[AIM OF THE TASK]: Write out all of the items below again, replacing every occurrence of "integer pixel coordinates" with "whole-number pixel coordinates" and leaving everything else unchanged.

[EXERCISE DATA]:

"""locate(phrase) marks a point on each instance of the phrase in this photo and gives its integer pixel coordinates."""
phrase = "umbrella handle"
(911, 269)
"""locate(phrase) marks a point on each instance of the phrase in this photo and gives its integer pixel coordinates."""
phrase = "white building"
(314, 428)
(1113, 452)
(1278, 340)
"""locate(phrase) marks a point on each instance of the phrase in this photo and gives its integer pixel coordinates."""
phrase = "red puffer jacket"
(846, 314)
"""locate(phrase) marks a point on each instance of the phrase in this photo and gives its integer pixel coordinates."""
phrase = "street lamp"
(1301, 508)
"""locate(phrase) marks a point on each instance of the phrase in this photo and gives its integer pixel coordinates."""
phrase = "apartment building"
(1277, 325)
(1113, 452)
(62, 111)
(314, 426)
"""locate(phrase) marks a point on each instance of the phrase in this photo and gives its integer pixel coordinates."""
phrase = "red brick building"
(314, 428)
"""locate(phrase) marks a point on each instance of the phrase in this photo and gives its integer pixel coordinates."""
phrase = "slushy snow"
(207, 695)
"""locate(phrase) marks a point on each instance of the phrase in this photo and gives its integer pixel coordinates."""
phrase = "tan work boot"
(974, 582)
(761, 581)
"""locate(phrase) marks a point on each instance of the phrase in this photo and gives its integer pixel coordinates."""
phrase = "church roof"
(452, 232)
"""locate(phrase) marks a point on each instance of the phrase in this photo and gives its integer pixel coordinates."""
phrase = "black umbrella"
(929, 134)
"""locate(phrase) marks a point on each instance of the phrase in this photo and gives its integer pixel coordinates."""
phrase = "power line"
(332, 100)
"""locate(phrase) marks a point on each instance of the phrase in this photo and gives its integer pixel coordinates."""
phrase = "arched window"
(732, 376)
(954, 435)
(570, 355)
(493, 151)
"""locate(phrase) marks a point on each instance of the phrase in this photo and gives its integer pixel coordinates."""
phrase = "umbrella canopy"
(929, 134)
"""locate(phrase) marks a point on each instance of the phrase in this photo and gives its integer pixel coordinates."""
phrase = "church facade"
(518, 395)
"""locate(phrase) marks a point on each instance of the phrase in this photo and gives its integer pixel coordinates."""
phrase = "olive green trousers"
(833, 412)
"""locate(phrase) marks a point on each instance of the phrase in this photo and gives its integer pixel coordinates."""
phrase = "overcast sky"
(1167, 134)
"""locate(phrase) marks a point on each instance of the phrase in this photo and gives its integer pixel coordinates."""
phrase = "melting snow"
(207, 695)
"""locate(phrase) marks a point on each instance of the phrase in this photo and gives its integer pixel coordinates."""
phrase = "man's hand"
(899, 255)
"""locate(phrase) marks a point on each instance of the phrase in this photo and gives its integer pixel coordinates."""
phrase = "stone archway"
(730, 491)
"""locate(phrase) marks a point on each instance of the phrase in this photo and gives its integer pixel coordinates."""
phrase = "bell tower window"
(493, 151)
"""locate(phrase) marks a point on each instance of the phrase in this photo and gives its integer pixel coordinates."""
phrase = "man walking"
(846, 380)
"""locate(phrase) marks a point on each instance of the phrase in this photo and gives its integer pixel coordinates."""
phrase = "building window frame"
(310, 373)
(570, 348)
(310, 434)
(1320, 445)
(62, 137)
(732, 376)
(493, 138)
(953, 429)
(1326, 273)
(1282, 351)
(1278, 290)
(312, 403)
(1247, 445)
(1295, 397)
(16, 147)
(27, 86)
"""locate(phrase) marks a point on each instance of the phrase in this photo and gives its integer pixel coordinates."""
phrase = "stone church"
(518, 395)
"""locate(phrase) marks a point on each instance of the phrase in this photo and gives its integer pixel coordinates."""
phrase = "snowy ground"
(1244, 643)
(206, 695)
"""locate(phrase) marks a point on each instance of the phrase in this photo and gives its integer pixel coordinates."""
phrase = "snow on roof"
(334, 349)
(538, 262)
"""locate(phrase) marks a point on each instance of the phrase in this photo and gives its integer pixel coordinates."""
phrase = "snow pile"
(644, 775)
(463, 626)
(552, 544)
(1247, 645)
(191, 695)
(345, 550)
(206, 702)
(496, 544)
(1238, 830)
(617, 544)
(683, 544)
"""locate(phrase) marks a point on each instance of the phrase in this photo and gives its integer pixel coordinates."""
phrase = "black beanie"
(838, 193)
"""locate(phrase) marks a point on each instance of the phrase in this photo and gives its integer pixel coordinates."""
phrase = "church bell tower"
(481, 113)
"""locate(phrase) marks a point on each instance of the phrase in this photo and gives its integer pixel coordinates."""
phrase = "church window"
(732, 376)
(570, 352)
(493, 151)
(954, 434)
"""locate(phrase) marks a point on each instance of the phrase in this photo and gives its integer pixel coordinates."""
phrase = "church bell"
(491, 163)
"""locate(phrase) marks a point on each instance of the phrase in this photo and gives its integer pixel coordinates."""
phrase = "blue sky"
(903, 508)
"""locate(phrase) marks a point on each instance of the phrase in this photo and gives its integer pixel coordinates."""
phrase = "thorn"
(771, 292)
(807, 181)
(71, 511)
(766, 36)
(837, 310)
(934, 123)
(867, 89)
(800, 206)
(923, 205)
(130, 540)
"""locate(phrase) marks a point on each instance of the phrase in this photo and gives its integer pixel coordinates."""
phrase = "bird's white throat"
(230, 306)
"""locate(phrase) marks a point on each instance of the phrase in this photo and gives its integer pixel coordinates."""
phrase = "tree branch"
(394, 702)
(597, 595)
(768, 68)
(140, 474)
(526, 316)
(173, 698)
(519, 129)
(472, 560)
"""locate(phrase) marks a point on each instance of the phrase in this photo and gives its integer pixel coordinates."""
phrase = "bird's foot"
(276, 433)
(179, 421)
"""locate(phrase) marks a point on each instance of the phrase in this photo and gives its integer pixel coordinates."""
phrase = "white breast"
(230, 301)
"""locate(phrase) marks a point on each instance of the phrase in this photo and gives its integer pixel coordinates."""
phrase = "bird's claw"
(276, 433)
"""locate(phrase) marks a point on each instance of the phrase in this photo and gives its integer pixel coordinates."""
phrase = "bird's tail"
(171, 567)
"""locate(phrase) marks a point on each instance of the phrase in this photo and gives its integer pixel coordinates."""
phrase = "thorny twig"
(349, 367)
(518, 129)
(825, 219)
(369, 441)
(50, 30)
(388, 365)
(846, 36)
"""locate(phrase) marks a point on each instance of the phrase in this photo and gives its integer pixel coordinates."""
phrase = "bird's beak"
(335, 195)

[FINAL ANSWER]:
"""locate(phrase) marks a point on each instance of the phrase in this photo and gives its whole-number pixel coordinates."""
phrase = "umbrella handle"
(911, 269)
"""locate(phrase) marks a point on each instance of the phrase in this photo and gives its whole-number pixel coordinates."""
phrase = "white building"
(314, 428)
(1113, 452)
(1278, 340)
"""locate(phrase) marks a point on each instance of the phrase in this photo and gives its whole-number pixel coordinates."""
phrase = "red puffer jacket"
(846, 314)
"""locate(phrase) marks a point on each instance of the phrase in this photo and gives its whole-number pixel coordinates."""
phrase = "street lamp"
(1301, 508)
"""locate(phrase) marks a point on each instance of the phrase in this photo and gives its whole-number pixel coordinates."""
phrase = "apartment building"
(1277, 325)
(1113, 452)
(62, 111)
(314, 426)
"""locate(phrase) marks a point on each instance of the phrase in this photo and gives its whole-number pixel coordinates."""
phrase = "red brick building"
(314, 428)
"""locate(phrase) marks a point on each instance of the phrase in this photo and gives its whole-number pixel coordinates."""
phrase = "slushy snow"
(207, 695)
"""locate(phrase) marks a point on each instance of the phrase in this photo and gives its whole-number pixel coordinates."""
phrase = "tan work boot"
(974, 582)
(761, 581)
"""locate(phrase) marks a point on each instance of the phrase in this photo and gives its whole-number pixel coordinates."""
phrase = "church roof"
(452, 232)
"""locate(phrase) marks a point on each instance of the phrase in this photo and gives its whole-number pixel coordinates."""
phrase = "black umbrella"
(929, 134)
"""locate(phrase) marks a point on each instance of the phrase in this photo and gives its whole-number pixel coordinates."""
phrase = "power line"
(332, 100)
"""locate(phrase) marks a point on each instance of the phrase in this photo and gives its whole-number pixel coordinates."""
phrase = "arched window"
(732, 376)
(954, 435)
(570, 355)
(493, 151)
"""locate(phrase) marks a point on each instance of the phrase in this photo and gives its whole-number pixel coordinates."""
phrase = "umbrella canopy"
(929, 134)
"""locate(phrase) marks a point on each instance of the phrase in this photo and gives its whole-number pixel coordinates."""
phrase = "church facade"
(518, 395)
"""locate(phrase) marks a point on each instance of the phrase in this photo and gives its whole-number pixel coordinates."""
phrase = "olive green trousers"
(833, 412)
"""locate(phrase) marks a point on each instance of the phrase in this photo and gives its whole-number pixel coordinates."""
phrase = "overcast sky"
(1167, 134)
"""locate(phrase) marks a point on each instance of the phrase in this photo and gives its whole-number pixel coordinates."""
phrase = "melting snow"
(207, 695)
"""locate(phrase) marks a point on each instance of the phrase in this photo and gives its whole-number pixel coordinates."""
phrase = "man's hand"
(899, 255)
"""locate(phrase) marks a point on each instance of the phrase in this photo and gives its whole-number pixel coordinates."""
phrase = "stone archway"
(730, 491)
"""locate(phrase) marks a point on each instance of the phrase in this photo and gives its whole-number pixel coordinates."""
phrase = "bell tower window"
(493, 151)
"""locate(phrase) marks a point on each instance of the phrase in this photo and gives its whole-number pixel coordinates."""
phrase = "man walking"
(846, 380)
"""locate(phrase) marks a point on each instance of the phrase in this photo and gives its whole-number pixel coordinates."""
phrase = "building window frame"
(310, 373)
(570, 348)
(310, 434)
(1320, 445)
(62, 137)
(732, 376)
(493, 138)
(953, 429)
(1326, 273)
(1282, 351)
(1278, 290)
(312, 403)
(1247, 445)
(1295, 397)
(16, 147)
(27, 86)
"""locate(phrase) marks a point on each instance of the phrase in this photo and gives its whole-number pixel coordinates."""
phrase = "stone church"
(518, 395)
"""locate(phrase) marks a point on each instance of the phrase in this photo and gives its whole-number pixel coordinates."""
phrase = "snowy ground"
(1244, 643)
(206, 695)
"""locate(phrase) marks a point on each instance of the phrase in this photo and gives its whole-number pixel coordinates."""
phrase = "snow on roof"
(334, 349)
(538, 262)
"""locate(phrase) marks a point on each instance of the phrase in this photo and gives its whole-number pixel coordinates."""
phrase = "snow pile"
(644, 775)
(463, 626)
(552, 544)
(1247, 645)
(191, 695)
(345, 550)
(206, 702)
(496, 544)
(1238, 830)
(617, 544)
(683, 544)
"""locate(phrase) marks a point on each instance of the phrase in this photo and gives its whole-number pixel coordinates."""
phrase = "black beanie"
(838, 193)
"""locate(phrase) marks a point on each instance of the phrase in this photo and gives its whole-number pixel coordinates."""
phrase = "church bell tower"
(481, 113)
"""locate(phrase) marks a point on each instance of the phrase in this photo and gives its whole-number pixel coordinates."""
phrase = "church window"
(732, 376)
(570, 352)
(493, 151)
(954, 434)
"""locate(phrase) marks a point on each instance of the phrase in this photo and gives its whole-number pixel coordinates."""
phrase = "church bell"
(491, 163)
"""locate(phrase) marks a point on each instance of the phrase in this photo and gives its whole-number pixel coordinates."""
phrase = "blue sky"
(903, 508)
"""locate(phrase) marks a point on each instance of the phrase in this photo and gives its whole-number pixel coordinates."""
phrase = "thorn"
(771, 292)
(807, 181)
(71, 511)
(766, 36)
(837, 310)
(934, 123)
(867, 89)
(800, 206)
(923, 205)
(130, 540)
"""locate(phrase) marks a point on each instance of the phrase in this photo and gives its whole-number pixel coordinates."""
phrase = "bird's white throat"
(230, 306)
"""locate(phrase) marks a point on each instance of the phrase in this photo and gives its whole-number pixel coordinates."""
phrase = "tree branch"
(394, 702)
(597, 595)
(768, 68)
(140, 474)
(526, 316)
(173, 698)
(519, 129)
(472, 560)
"""locate(phrase) marks a point on each instance of the phrase in this photo and gives its whole-number pixel coordinates."""
phrase = "bird's foot"
(276, 433)
(179, 421)
"""locate(phrase) marks a point on each instance of the phrase in this photo and gives its whole-number pixel coordinates."""
phrase = "white breast"
(230, 301)
"""locate(phrase) marks a point on each instance of the phrase in this photo and gives its whole-number pixel coordinates."""
phrase = "bird's claw"
(276, 433)
"""locate(phrase) marks a point on each instance of the phrase in this photo and gives its whole-number pixel coordinates."""
phrase = "bird's tail"
(171, 567)
"""locate(phrase) marks a point on each instance of the phrase in this photo and gives its whole-number pixel coordinates."""
phrase = "thorny twig"
(349, 367)
(518, 129)
(825, 219)
(369, 441)
(50, 30)
(388, 365)
(846, 36)
"""locate(phrase) marks a point on each instance of the phrase in this photo and gives its whole-number pixel coordinates."""
phrase = "bird's beak"
(335, 195)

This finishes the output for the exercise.